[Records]
+===+

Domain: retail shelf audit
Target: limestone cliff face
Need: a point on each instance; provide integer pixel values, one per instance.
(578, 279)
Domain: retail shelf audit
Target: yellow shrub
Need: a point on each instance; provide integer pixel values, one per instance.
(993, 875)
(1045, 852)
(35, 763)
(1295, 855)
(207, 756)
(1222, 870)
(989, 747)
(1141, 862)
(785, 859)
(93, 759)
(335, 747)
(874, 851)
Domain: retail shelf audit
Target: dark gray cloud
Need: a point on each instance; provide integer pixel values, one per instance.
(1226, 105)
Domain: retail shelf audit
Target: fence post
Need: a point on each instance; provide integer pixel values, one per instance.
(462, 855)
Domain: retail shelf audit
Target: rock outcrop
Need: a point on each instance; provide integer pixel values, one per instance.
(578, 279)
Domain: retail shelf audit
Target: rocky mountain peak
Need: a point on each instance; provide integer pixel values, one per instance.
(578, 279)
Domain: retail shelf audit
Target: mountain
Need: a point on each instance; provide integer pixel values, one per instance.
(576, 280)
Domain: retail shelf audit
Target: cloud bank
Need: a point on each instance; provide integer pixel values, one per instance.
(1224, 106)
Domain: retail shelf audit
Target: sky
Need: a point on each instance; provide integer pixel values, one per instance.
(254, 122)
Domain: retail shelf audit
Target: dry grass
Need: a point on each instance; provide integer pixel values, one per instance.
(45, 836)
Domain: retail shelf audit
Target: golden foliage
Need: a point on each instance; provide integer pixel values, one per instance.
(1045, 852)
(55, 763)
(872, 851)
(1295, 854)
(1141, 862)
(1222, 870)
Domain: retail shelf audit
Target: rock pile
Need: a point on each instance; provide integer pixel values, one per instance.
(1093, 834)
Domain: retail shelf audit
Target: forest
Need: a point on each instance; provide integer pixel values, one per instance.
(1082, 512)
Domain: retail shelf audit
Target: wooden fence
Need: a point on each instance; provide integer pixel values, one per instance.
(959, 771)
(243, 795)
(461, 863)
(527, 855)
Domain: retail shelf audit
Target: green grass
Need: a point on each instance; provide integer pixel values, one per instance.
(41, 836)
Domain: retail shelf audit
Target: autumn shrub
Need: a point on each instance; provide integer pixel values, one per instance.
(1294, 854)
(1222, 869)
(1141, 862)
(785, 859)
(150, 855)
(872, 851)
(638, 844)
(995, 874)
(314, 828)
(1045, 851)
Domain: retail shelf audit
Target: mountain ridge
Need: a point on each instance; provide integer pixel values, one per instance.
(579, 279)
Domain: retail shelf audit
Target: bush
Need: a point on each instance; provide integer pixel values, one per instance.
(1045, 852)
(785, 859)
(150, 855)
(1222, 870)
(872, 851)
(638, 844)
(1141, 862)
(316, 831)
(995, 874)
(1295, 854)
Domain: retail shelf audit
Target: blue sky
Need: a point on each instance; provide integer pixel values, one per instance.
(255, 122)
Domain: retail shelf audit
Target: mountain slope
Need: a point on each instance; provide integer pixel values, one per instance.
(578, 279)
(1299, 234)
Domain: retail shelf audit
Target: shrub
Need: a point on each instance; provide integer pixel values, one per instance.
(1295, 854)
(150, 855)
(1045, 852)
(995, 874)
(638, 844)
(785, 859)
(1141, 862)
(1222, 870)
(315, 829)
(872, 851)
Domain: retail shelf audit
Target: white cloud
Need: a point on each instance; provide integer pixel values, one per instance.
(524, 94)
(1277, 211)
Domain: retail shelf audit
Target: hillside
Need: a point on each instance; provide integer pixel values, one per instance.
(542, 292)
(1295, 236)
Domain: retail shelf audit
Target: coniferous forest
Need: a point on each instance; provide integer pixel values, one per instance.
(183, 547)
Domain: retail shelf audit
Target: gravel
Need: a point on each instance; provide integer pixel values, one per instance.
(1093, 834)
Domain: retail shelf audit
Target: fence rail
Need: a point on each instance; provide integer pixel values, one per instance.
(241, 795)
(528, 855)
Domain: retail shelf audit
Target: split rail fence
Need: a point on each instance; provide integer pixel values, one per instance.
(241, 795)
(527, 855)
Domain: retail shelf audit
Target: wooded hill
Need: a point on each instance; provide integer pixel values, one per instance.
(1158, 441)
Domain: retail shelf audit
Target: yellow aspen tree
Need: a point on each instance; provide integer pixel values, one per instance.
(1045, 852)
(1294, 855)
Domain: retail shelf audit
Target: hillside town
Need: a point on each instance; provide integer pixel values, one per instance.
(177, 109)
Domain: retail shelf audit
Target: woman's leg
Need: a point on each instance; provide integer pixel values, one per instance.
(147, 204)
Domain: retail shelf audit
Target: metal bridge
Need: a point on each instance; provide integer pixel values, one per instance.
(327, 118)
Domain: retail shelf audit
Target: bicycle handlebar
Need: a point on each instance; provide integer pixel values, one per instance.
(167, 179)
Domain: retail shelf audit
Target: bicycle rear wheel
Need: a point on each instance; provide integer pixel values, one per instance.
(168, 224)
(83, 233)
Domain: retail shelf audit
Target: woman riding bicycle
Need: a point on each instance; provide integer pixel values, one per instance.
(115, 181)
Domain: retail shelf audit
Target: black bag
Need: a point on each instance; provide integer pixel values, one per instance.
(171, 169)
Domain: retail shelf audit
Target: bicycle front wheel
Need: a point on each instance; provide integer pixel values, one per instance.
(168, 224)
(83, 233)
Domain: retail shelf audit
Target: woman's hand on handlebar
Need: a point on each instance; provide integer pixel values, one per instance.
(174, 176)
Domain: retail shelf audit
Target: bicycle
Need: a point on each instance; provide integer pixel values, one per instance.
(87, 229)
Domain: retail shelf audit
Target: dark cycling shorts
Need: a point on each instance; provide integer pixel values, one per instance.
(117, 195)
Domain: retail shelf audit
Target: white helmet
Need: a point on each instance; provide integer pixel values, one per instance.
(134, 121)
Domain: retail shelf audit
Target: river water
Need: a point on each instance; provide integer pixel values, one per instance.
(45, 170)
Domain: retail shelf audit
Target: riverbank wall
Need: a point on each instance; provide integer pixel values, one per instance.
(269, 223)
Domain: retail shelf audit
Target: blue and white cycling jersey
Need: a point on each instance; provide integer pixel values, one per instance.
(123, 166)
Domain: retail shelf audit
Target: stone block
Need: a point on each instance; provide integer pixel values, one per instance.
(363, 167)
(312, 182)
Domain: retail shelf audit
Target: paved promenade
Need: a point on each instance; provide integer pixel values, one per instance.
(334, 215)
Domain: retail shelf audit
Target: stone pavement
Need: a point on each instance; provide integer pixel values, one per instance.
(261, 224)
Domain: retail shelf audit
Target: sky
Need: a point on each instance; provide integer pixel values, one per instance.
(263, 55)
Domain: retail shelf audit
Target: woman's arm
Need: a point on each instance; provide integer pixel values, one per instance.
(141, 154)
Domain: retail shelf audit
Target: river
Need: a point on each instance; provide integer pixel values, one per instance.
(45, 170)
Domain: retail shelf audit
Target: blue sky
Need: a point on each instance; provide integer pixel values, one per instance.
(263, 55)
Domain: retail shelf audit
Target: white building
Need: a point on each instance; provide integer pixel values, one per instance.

+===+

WHAT IS BEING ASKED -
Reproduce the material above exactly; please quote every line of it.

SOLUTION TO THIS PROBLEM -
Domain: retail shelf audit
Target: limestone cliff face
Need: a point on each instance; provide integer pixel values, one per instance.
(578, 279)
Domain: retail shelf audit
Target: yellow shrub
Need: a point on each instance; provide integer pixel values, one per instance.
(993, 875)
(1045, 852)
(35, 763)
(1295, 855)
(207, 756)
(1222, 870)
(989, 747)
(1141, 862)
(785, 859)
(93, 759)
(335, 747)
(874, 851)
Domain: retail shelf audit
Target: dark gray cloud
Need: a point on each instance; provide integer pixel values, one per instance.
(1226, 105)
Domain: retail shelf audit
Target: fence post
Need: a point on each instance; provide integer pixel values, one per instance.
(462, 855)
Domain: retail shelf audit
Target: rock outcrop
Need: a point on each instance; provide integer pixel values, one per instance.
(578, 279)
Domain: retail shelf audit
Target: rocky mountain peak
Need: a point on each instance; provide integer pixel values, one per instance.
(578, 279)
Domain: retail shelf audit
Target: mountain
Need: a point on each instance; provide integer pixel values, one per instance.
(576, 280)
Domain: retail shelf audit
Target: cloud bank
Need: a point on each instance; provide integer pixel values, one per instance.
(1224, 106)
Domain: retail shelf audit
Target: sky
Need: a point on each instance; provide integer pixel values, one per instance.
(254, 122)
Domain: retail shelf audit
Target: dry grass
Need: a point on each instance; provide integer pixel values, one per instance.
(45, 836)
Domain: retail shelf audit
Target: golden foliage
Need: a point on each instance; provide integer pixel values, one per instance.
(1045, 852)
(55, 763)
(872, 851)
(1295, 854)
(1141, 862)
(1222, 870)
Domain: retail shelf audit
Target: rock pile
Need: a point on each instance; provide integer pixel values, one per instance.
(1093, 834)
Domain: retail shelf audit
Target: forest
Need: a point on each instance; provide integer pixel values, one per instance.
(1082, 512)
Domain: retail shelf audit
Target: wooden fence
Need: a point on each instance; provide integer pixel values, one per instance.
(959, 771)
(243, 795)
(461, 863)
(527, 855)
Domain: retail shelf audit
Target: green grass
Need: a point on each instance; provide integer pixel values, one per instance.
(41, 836)
Domain: retail shelf audit
Target: autumn shrub
Need: a point on each instance; provide integer pixel values, one per instance.
(1294, 854)
(1222, 869)
(1141, 862)
(785, 859)
(150, 855)
(872, 851)
(638, 844)
(995, 874)
(314, 828)
(1045, 851)
Domain: retail shelf audit
Target: mountain ridge
Need: a point on each instance; provide integer pixel values, one per instance.
(579, 279)
Domain: retail shelf audit
Target: bush
Need: a point on each instance; provide integer pixel values, one per instance.
(1045, 852)
(785, 859)
(150, 855)
(1222, 870)
(872, 851)
(638, 844)
(1141, 862)
(316, 831)
(995, 874)
(1295, 854)
Domain: retail shelf audit
Target: blue sky
Need: a point on each instance; provide integer pixel values, one per instance.
(255, 122)
Domain: retail shelf audit
Target: mountain slope
Need: a point on each instance; provide integer pixel values, one per instance.
(578, 279)
(1299, 234)
Domain: retail shelf audit
Target: shrub
Need: a point on each instance; provide integer pixel values, one per instance.
(1295, 854)
(150, 855)
(1045, 852)
(995, 874)
(638, 844)
(785, 859)
(1141, 862)
(1222, 870)
(315, 829)
(872, 851)
Domain: retail shelf audit
Target: white cloud
Need: a point on each instance; provide integer pixel values, one per instance.
(524, 94)
(1277, 211)
Domain: retail shelf audit
Target: hillside
Need: a point on each instance; provide integer pixel values, one per instance.
(542, 292)
(1295, 236)
Domain: retail shelf audit
Target: coniferous forest
Need: a point on each instance; provide integer pixel values, one per instance.
(183, 547)
Domain: retail shelf audit
Target: gravel
Need: a point on each instance; provide integer pixel values, one per instance.
(1093, 834)
Domain: retail shelf audit
Target: fence rail
Need: a point on each instance; provide integer pixel values, one per instance.
(241, 795)
(528, 855)
Domain: retail shelf audit
Target: split rail fence
Need: a point on each instance; provide integer pixel values, one per instance.
(241, 795)
(527, 855)
Domain: retail shelf audit
Target: wooded hill
Need: a point on each instance; provide integer pixel values, one per instance.
(1158, 441)
Domain: retail shelf audit
Target: yellow aspen tree
Need: a point on each instance; provide integer pixel values, one per instance.
(1045, 852)
(1294, 855)
Domain: retail shelf audit
Target: hillside town
Need: a point on each instance; provide integer pixel values, one per instance.
(177, 109)
Domain: retail shelf audit
Target: woman's leg
Need: a point on each instance; provide integer pixel values, one per instance.
(147, 204)
Domain: retail shelf audit
Target: metal bridge
Need: a point on each instance; provide integer pixel values, one per instance.
(327, 118)
Domain: retail shelf audit
Target: bicycle handlebar
Need: a point on each instance; provide integer pixel values, one per instance.
(167, 179)
Domain: retail shelf audit
Target: bicycle rear wheel
Need: a point on each instance; provide integer pixel values, one per instance.
(168, 224)
(83, 233)
Domain: retail shelf audit
Target: woman riding bicycle
Need: a point on each instance; provide integer pixel values, one per instance.
(115, 181)
Domain: retail shelf audit
Target: black bag
Need: a point on each instance; provide integer pixel values, one per instance.
(171, 169)
Domain: retail shelf audit
Target: bicycle front wheel
Need: a point on each instance; provide integer pixel values, one per instance.
(168, 224)
(83, 233)
Domain: retail shelf audit
Target: woman's hand on handlebar
Need: a point on each instance; provide integer pixel values, one per instance.
(174, 176)
Domain: retail shelf audit
Target: bicycle
Need: a point on each instance; provide integer pixel values, one per instance.
(87, 229)
Domain: retail shelf audit
Target: dark cycling shorts
Need: a point on each instance; provide integer pixel values, one per instance.
(117, 195)
Domain: retail shelf audit
Target: white helmet
Need: a point on each instance; provide integer pixel values, one per instance.
(134, 121)
Domain: retail shelf audit
Target: river water
Need: a point on each instance; provide integer pixel values, one per instance.
(45, 170)
Domain: retail shelf audit
Target: riverbank wall
Need: a point on each instance; provide integer pixel values, one per instance.
(269, 223)
Domain: retail shelf audit
Target: blue and white cycling jersey
Need: a point on each instance; provide integer pixel values, one per instance.
(123, 166)
Domain: retail shelf audit
Target: stone block
Need: a point on each instance; provide integer pixel values, one per instance.
(363, 167)
(312, 182)
Domain: retail shelf audit
Target: paved promenade
Need: a point on each instance; provide integer pixel values, one per instance.
(334, 215)
Domain: retail shelf audit
Target: stone pavement
Need: a point on each instance; provide integer pixel values, one per instance.
(261, 224)
Domain: retail shelf audit
Target: sky
Need: a point on each instance; provide integer pixel values, one per instance.
(263, 55)
Domain: retail shelf audit
Target: woman's arm
Need: a point on each instance; provide integer pixel values, one per instance.
(141, 154)
Domain: retail shelf audit
Target: river
Need: a point on each instance; provide integer pixel values, one per instance.
(45, 170)
Domain: retail shelf audit
Target: blue sky
Need: a point on each instance; provide integer pixel values, one per instance.
(263, 55)
Domain: retail shelf audit
Target: white building
Need: a point on each instance; provide integer pixel values, one per instance.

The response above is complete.